■ **Tâche demandée 1**
Répondez à ces questions d'après l'extrait sur les naissances illégitimes, une réponse par ligne, marquée comme sa question.
(a) À Munich, quelle part des naissances est réputée illégitime ?
(b) Par quels trois mots la loi distingue-t-elle les enfants que la statistique appelle illégitimes ?
(c) Lorsque l'enfant naturel a été légalement reconnu, à quelle part de la portion héréditaire a-t-il droit ?
■ **Tâche demandée 2**
Reprenez l'extrait sur les naissances illégitimes après sa dernière phrase et poursuivez-le.

En France, sur 12.971 enfants qui naissent passant pour légitimes, 1 est réputé illégitime. Plus du treizième. Sur 925,425 naissances déclarées selon la loi, le nombre annuel des naissances déclarées hors la loi est de 70,043, soit sur 35,401,701 Français, dernier chiffre du recensement officiel de la population, 2,800,000 bâtards.

A Paris, sur 2.84 enfants qui naissent passant pour légitimes, 1 est réputé illégitime. Plus du tiers.

A Munich, sur 1.21 enfants qui naissent passant pour légitimes, 1 est réputé illégitime. Près de la moitié.

En Belgique, dans les communes rurales, sur 15.40 enfants qui naissent passant pour légitimes, 1 est réputé illégitime; et, dans les villes, sur 5.60 enfants qui naissent passant pour légiTimes, 1 est réputé illégitime. Plus du sixième.

A Bruxelles, sur 2.50 qui naissent passant pour légitimes, 4 est réputé illégitime. Plus du tiers.

La statistique confond, sous le nom d'illegitimes, les enfants

que la loi distingue par ces mots : naturels, adultérins, incestueux. En France, l'enfant naturel n'est point héritier; la loi ne lui accorde de droit sur les biens de son père ou de sa mère que lorsqu'il a été légalement reconnu. Même dans ce cas, le droit de l'enfant naturel n'est que du tiers de la portion héréditaire qu'il aurait eue s'il avait été légitime.

L'enfant naturel reconnu ne peut réclamer les droits d'enfant légitime.

Toute reconnaissance de la part du père ou de la mère, de même que toute réclamation de la part de l'enfant, peut être contestée par tous ceux qui y ont intérêt.

■ **Lignes de données**

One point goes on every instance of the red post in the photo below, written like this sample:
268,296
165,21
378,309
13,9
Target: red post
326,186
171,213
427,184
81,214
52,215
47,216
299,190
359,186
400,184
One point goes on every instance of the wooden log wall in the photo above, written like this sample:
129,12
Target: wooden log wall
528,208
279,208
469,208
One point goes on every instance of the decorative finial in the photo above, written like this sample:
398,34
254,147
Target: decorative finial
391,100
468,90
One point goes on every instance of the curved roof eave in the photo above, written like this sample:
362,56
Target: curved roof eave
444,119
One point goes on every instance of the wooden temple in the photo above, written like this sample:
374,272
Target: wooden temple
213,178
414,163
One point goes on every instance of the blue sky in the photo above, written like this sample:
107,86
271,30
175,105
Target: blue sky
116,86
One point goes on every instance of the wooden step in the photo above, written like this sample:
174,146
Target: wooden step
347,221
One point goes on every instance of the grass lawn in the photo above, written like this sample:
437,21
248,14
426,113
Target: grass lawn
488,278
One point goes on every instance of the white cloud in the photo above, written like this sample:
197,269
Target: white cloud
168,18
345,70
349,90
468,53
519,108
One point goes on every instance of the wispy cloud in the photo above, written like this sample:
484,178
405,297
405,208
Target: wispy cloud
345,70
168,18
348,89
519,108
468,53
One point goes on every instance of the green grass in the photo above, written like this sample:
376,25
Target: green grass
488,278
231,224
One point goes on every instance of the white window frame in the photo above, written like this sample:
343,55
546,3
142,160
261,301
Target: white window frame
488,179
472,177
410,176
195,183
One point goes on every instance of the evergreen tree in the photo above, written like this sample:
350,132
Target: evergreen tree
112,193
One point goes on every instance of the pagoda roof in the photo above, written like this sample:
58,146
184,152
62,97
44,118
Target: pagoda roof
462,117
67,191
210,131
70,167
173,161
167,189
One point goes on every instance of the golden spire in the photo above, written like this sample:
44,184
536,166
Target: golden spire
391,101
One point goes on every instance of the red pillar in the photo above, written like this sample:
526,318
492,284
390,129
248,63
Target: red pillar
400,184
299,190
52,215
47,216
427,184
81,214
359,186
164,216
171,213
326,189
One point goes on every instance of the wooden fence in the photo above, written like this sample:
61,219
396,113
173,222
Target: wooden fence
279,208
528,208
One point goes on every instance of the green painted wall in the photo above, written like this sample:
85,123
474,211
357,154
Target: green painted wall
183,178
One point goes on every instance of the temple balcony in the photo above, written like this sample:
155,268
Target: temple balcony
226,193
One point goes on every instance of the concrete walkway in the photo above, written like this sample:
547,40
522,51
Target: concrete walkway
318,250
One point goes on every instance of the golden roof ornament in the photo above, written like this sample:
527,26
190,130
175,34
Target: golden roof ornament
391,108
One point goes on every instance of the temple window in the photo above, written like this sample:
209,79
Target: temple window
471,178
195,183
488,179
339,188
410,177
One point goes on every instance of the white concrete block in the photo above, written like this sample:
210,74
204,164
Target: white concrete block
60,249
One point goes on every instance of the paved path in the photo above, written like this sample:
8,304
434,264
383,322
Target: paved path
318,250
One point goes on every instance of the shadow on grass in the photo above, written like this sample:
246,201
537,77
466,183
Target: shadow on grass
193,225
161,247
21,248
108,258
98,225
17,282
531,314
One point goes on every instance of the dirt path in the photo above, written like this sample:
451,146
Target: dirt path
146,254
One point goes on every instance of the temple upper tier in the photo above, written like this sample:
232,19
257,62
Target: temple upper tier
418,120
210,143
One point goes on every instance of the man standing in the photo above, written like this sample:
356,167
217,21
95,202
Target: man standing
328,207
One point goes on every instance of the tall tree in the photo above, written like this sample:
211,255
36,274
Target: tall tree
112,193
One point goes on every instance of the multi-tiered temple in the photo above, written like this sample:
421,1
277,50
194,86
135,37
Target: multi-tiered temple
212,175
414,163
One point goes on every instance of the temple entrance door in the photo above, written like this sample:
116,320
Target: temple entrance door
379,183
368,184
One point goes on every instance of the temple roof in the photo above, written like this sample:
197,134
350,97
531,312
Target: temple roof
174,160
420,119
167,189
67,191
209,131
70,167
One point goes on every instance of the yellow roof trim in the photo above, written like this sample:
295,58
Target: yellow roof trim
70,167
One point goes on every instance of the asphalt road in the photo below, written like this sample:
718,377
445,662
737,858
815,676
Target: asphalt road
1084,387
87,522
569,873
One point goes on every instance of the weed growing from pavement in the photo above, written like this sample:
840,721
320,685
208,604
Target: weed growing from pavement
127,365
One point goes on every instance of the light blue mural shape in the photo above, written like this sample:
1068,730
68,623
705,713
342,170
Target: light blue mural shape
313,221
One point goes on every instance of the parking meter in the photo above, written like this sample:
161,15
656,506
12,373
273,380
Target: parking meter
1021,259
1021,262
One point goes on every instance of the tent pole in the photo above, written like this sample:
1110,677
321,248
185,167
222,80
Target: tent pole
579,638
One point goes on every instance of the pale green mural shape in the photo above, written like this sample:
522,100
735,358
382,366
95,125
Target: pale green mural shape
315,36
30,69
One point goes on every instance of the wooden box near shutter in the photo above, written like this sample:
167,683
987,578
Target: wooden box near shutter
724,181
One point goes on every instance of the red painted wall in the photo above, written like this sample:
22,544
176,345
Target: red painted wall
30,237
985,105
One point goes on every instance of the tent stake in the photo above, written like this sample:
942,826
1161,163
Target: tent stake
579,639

■ **Résultat 1**
(a) Près de la moitié.
(b) Naturels, adultérins, incestueux.
(c) Au tiers de la portion héréditaire qu'il aurait eue s'il avait été légitime.

■ **Résultat 2**
La recherche de la paternité est interdite. La recherche de la maternité est admise. Mais l'enfant qui réclame sa mère est tenu de prouver qu'il est identiquement le même que l'enfant dont elle est accouchée. Il n'est reçu à faire cette preuve par témoins, que lorsqu'il y a déjà un commencement de preuve par écrit.

L'enfant né d'un commerce incestueux ou adultérin n'est jamais admis à la recherche soit de la paternité, soit de la maternité. Il ne peut hériter. La loi ne lui accorde que des aliments.

Lorsque le père ou la mère de l'enfant adultérin ou incestueux lui ont fait apprendre un art mécanique, ou lorsque l'un d'eux lui a assuré des aliments de son vivant, l'enfant ne peut élever aucune réclamation contre leur succession.

Le crime de suppression d'état, crime qui consiste à mettre l'enfant dans l'impossibilité de prouver de quels parents il est né, est puni de la reclusion.

Le condamné à la reclusion est renfermé dans une maison de force; la durée de cette peine est de cinq années au moins.

Deux millions huit cent mille Français réputés enfants illégitimes, qualifiés de bâtards et mis ainsi hors le droit commun, forment incontestablement une nation dans une nation.

Partout cette proportion tend à s'accroître par deux causes:

par l'immense développement de l'industrie manufacturière et par l'immense accroissement des villes.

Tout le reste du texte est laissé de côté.